Excerpted text:
Repository Structure

cloud-threat-detection/
│
├── 📦 app/
│   ├── app.py                      # Flask app — 10 endpoints, Prometheus metrics, attack surfaces
│   └── requirements.txt            # Pinned Python dependencies
│
├── 🐳 docker/
│   ├── Dockerfile                  # Multi-stage build, UID 1001, readOnlyRootFS, health checks
│   └── .dockerignore
│
├── ☸️  k8s/
│   ├── namespace.yaml              # PSA restricted enforcement
│   ├── serviceaccount.yaml         # No API token mounted
│   ├── configmap.yaml
│   ├── deployment.yaml             # Full securityContext, probes, resource limits
│   ├── service.yaml                # ClusterIP only (no external exposure)
│   ├── network-policy.yaml         # Default-deny + 8 allowlist rules
│   └── resource-quota.yaml         # Namespace CPU/memory/object caps
│
├── 📊 monitoring/
│   ├── prometheus/
│   │   ├── prometheus-config.yaml  # Scrape configs, pod discovery, self-monitoring
│   │   ├── alert-rules.yaml        # 12 production alert rules across 6 groups
│   │   └── prometheus-deployment.yaml
│   │
│   ├── alertmanager/
│   │   ├── alertmanager-config.yaml    # Routing tree, receivers, inhibition rules
│   │   └── alertmanager-deployment.yaml # Webhook simulator included
│   │
│   ├── loki/
│   │   ├── loki-config.yaml        # Loki + 4 LogQL alert rules
│   │   └── loki-deployment.yaml    # Loki StatefulSet + Promtail DaemonSet
│   │
│   ├── falco/
│   │   ├── falco-rules.yaml        # 9 custom rules with MITRE ATT&CK mapping
│   │   └── falco-deployment.yaml   # DaemonSet + Falcosidekick + RBAC
│   │
│   └── grafana/
│       └── grafana-deployment.yaml # Datasource provisioning (Prometheus + Loki)
│
├── 💥 attacks/
│   ├── brute_force.py              # Sequential + distributed credential stuffing
│   ├── cpu_spike.py                # CPU exhaustion with alert monitoring
│   ├── memory_exhaustion.py        # Escalating memory pressure + OOM simulation
│   └── suspicious_commands.py      # Full kill chain: recon → persistence → C2
│
├── 📋 docs/
│   ├── incident-playbook-brute-force.md    # SEC-001 with forensic queries + containment
│   ├── incident-playbook-container-compromise.md  # SEC-002 with 15min MTTC target
│   └── threat-model.md             # STRIDE + MITRE ATT&CK for Containers
│
├── docker-compose.yaml             # Local dev stack (no K8s required)

Requirement: According to the repository listing, how many custom rules does falco-rules.yaml contain? Rely only on the repository listing for your answer.

Data rows:

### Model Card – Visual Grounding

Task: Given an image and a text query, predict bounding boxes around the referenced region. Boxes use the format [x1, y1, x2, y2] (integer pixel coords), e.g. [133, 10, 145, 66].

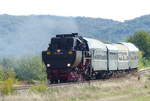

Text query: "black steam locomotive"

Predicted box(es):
[42, 33, 139, 83]
[42, 33, 91, 83]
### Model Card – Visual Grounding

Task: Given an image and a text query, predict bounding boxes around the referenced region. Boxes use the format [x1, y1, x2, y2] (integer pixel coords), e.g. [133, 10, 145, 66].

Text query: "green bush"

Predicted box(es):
[0, 78, 16, 95]
[0, 65, 16, 81]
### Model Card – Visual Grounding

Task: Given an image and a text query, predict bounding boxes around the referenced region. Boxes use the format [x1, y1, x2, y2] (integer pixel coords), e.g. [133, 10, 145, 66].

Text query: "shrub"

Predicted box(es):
[0, 78, 15, 95]
[0, 65, 16, 81]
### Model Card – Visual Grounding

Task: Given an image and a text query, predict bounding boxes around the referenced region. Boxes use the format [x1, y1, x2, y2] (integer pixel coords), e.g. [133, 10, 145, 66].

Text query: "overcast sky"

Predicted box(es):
[0, 0, 150, 21]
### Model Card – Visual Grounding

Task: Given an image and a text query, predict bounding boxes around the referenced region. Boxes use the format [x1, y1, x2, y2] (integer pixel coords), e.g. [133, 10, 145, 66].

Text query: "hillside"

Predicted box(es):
[0, 15, 150, 57]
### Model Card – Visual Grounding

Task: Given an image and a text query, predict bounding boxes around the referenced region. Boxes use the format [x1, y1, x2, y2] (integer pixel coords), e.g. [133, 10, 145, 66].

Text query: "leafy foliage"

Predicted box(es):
[0, 78, 15, 95]
[127, 31, 150, 68]
[128, 31, 150, 58]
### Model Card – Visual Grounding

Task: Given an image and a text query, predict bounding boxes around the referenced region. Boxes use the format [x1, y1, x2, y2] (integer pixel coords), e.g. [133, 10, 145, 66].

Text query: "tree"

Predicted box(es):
[127, 31, 150, 59]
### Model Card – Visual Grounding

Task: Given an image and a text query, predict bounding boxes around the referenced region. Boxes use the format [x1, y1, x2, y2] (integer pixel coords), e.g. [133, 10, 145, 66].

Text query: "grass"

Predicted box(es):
[0, 71, 150, 101]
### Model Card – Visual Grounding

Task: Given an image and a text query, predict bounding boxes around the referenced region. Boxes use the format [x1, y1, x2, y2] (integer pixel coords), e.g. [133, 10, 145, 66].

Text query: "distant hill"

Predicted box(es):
[0, 15, 150, 57]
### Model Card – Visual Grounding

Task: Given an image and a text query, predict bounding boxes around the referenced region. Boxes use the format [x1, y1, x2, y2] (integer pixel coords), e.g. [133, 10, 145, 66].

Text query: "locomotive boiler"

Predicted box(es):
[42, 33, 139, 83]
[42, 33, 91, 83]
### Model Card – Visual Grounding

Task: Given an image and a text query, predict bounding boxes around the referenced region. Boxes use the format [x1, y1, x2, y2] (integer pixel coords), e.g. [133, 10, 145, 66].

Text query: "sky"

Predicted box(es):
[0, 0, 150, 21]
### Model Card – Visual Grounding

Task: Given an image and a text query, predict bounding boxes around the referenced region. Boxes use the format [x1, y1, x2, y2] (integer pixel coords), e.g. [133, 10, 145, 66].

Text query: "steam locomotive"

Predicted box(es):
[42, 33, 139, 83]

Output for this task: It contains 9 custom rules, mapped to MITRE ATT&CK.